# [Exercise brief]
Reproduce the passage from the B-17 text below word for word, starting at "The aircraft of" and ending at "the mid 1930’s.".

# [Excerpt provided]
★ ★ ★ ★ ★
Monday 26 February 2024

The Swamp Monster

The aircraft of the second world war, once numerous, are now somewhat of a rarity, even more so if still capable of being flown. 


Take the B-17 heavy bomber manufactured by Boeing from the mid 1930’s. 



Approaching 13,000 were manufactured of which around 8000 were lost in combat or active service.

As at 2013 only 46 airframes survived in various condition and of these only 11 are airworthy. I have been fortunate to have seen in flight the only UK based airborne machine, the Sally-B which is one of only two European based planes. 

The source of B-17’s for restoration is therefore finite and perhaps the most interesting story relates to aircraft 41-2446 which because of the place of its discovery has the iconic name of “Swamp Ghost”. 

Delivered to the United States Air Force on the day before the attack on Pearl Harbour the B-17- Type E saw action in the Pacific theatre of war, specifically Fiji, Australia and Papua New Guinea. 

The nine crew of Captain Fred Eaton, Co-Pilot Harlow, Bombardier Oliver, Navigator Munroe, Engineer Lemieux, Radioman Sorenson, waist and tail gunners Schwartz, Crawford and Hall were on a mission in February 1942 against Japanese military installations at Rabaul which had been captured in that same year and served as the main base for Imperial forces in the South Pacific. 

Although the B-17 typically had an unladen range of 3200 miles the combination of bomb load, evasive manoeuvres, damage from enemy fire and a second run over the target alerted Eaton to the possibility that they would not be able to make it back after the raid to their base in Queensland or even the nearer Port Moresby with depleted fuel levels. 

The terrain included mountains but also flatland areas of low vegetation further inland.
★ ★ ★ ★ ★
# [Dataset content]
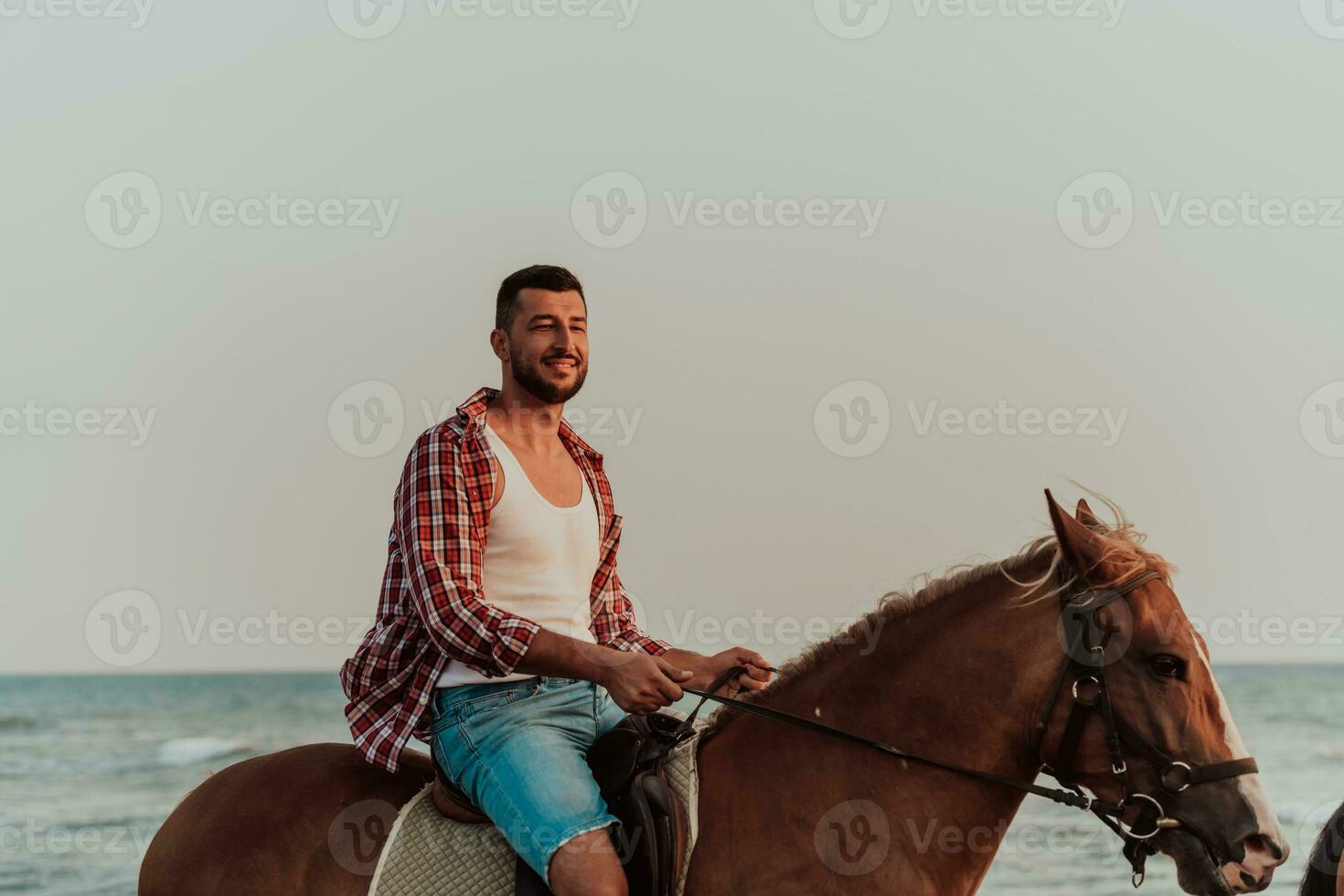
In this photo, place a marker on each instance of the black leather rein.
(1081, 607)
★ ★ ★ ★ ★
# [Result of this exercise]
The aircraft of the second world war, once numerous, are now somewhat of a rarity, even more so if still capable of being flown. 


Take the B-17 heavy bomber manufactured by Boeing from the mid 1930’s.